**Problemas por resolver**
• 1. En el texto sobre la polarización política en España, ¿entre qué valores se sitúan los españoles en la escala del 0 al 10 de las encuestas del CIS?
• 2. Reproduce del texto sobre la polarización política en España el fragmento que va desde "La sociología de" hasta "anclado en Madrid.".

**Texto seleccionado**
◆ ◆ ◆ ◆ ◆

En los últimos años se han publicado diversos libros sobre la crisis de las democracias occidentales. Se ha creado casi un género, como ocurrió con la debacle económica a partir de 2008. Uno de ellos, alabado por los propios políticos, es Cómo mueren las democracias, de Steven Levitsky y Daniel Ziblatt. La obra no oculta la gran paradoja: no se trata de que exista una carrera para romper las reglas, para desobedecer los ordenamientos constitucionales. No es un compendio de decisiones autoritarias por parte de los gobernantes, aunque es evidente que existen y que deterioran las democracias. El peligro, señalan sus autores, es que se abandone lo que no está escrito, de que se deje de lado una cultura política basada en el entendimiento, en la mirada a los ojos, en el pacto tácito entre dos partes que consideran que existe un bien común. Y eso en España, si existió alguna vez, hace muchos años que nadie practica.
La distinción de España respecto a otras democracias en estos momentos se basa en esa circunstancia: una oposición que sólo ver la imagen del presidente del Gobierno ya frunce el ceño, y un Gobierno que ha caricaturizado a esa oposición como una derecha cerril. Es difícil de entender, porque los dirigentes políticos actuales son muy jóvenes, no vivieron la Transición, y se diría que deberían ser ya maduros para superar cualquier tentación de presentar una España binaria. A no ser, y eso sería tal vez más preocupante, que los propios ciudadanos reclamaran a sus dirigentes esas pullas constantes, ese odio que se trasluce y que se plasmó esta semana en el Congreso de los Diputados.
En España se vive con pasión --y sin ningún sentido-- una guerra cultural entre la izquierda y la derecha, entre la extrema izquierda y la extrema derecha. Y nadie quiere entender o admitir un hecho que se repite desde hace 40 años en todas las encuestas del CIS --no es un efecto, precisamente, del actual director, José Félix Tezanos-- y es que los españoles se definen de forma invariable entre el 4 y 5, en una escala del 0 al 10 entre la extrema izquierda y la extrema derecha. Es decir, el español quiere situarse en el centro-izquierda, en una zona templada, ligeramente orientado a posiciones que se podrían calificar de socialdemócratas.
¿Eso se puede revertir? ¡Claro! Se puede si se actúa con convicción, trabajo y liderazgo político. Pero han pasado diversas generaciones y esas posiciones no cambian. Las lecciones están claras: no hay apuestas por extremismos.
La sociología de un país es determinante. No se puede obviar. Hay que trabajar sobre esa realidad. Sin embargo, las guerras culturales se mantienen y se acentúan. Ángel Rivero, en la entrevista que aparecerá este domingo en Crónica Global, se refiere a esa característica, con la carga de la prueba situada en el campo socialista. Para la derecha todo cambió con Rodríguez Zapatero, al querer arrinconar a la derecha española, identificada con el franquismo y el bando vencedor en la Guerra Civil. Para la izquierda, todo cambió con el segundo mandato de José María Aznar, que quiso impulsar un giro estratégico, desde la apuesta por el eje atlantista hasta la recuperación de un Estado fuerte, anclado en Madrid.

◆ ◆ ◆ ◆ ◆

**Extracto de datos**
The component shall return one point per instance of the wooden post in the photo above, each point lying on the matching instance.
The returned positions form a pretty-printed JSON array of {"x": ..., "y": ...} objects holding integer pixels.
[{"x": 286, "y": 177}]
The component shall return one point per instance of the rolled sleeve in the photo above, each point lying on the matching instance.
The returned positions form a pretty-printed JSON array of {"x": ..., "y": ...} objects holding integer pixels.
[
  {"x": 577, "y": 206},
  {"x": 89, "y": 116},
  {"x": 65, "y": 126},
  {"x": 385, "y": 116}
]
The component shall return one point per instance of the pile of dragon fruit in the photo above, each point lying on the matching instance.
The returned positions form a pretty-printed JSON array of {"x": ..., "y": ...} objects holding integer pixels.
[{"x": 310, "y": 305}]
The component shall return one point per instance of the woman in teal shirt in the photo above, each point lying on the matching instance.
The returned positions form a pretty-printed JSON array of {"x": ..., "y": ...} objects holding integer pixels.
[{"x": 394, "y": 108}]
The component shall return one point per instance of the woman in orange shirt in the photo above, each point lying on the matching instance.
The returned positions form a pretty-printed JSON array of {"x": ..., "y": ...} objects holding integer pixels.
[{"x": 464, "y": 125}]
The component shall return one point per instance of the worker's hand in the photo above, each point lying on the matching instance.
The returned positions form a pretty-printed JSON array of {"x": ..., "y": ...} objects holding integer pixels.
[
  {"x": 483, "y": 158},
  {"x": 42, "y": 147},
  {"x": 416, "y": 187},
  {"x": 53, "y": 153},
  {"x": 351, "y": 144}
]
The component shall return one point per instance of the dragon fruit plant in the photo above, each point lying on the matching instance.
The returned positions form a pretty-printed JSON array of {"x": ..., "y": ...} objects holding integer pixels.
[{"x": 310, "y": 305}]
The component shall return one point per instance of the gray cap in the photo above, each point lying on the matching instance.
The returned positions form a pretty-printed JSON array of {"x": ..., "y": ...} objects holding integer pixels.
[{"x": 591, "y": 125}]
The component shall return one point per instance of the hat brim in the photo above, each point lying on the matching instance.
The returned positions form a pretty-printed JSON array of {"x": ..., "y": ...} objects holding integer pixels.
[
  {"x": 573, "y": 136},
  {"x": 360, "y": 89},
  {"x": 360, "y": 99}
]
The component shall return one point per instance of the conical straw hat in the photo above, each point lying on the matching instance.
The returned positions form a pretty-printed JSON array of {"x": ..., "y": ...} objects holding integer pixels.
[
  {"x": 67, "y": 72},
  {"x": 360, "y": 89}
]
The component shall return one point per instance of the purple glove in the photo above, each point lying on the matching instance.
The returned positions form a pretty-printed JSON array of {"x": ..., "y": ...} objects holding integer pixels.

◆ ◆ ◆ ◆ ◆

**Resultados por tarea**
• 1. Entre el 4 y el 5.

• 2.
La sociología de un país es determinante. No se puede obviar. Hay que trabajar sobre esa realidad. Sin embargo, las guerras culturales se mantienen y se acentúan. Ángel Rivero, en la entrevista que aparecerá este domingo en Crónica Global, se refiere a esa característica, con la carga de la prueba situada en el campo socialista. Para la derecha todo cambió con Rodríguez Zapatero, al querer arrinconar a la derecha española, identificada con el franquismo y el bando vencedor en la Guerra Civil. Para la izquierda, todo cambió con el segundo mandato de José María Aznar, que quiso impulsar un giro estratégico, desde la apuesta por el eje atlantista hasta la recuperación de un Estado fuerte, anclado en Madrid.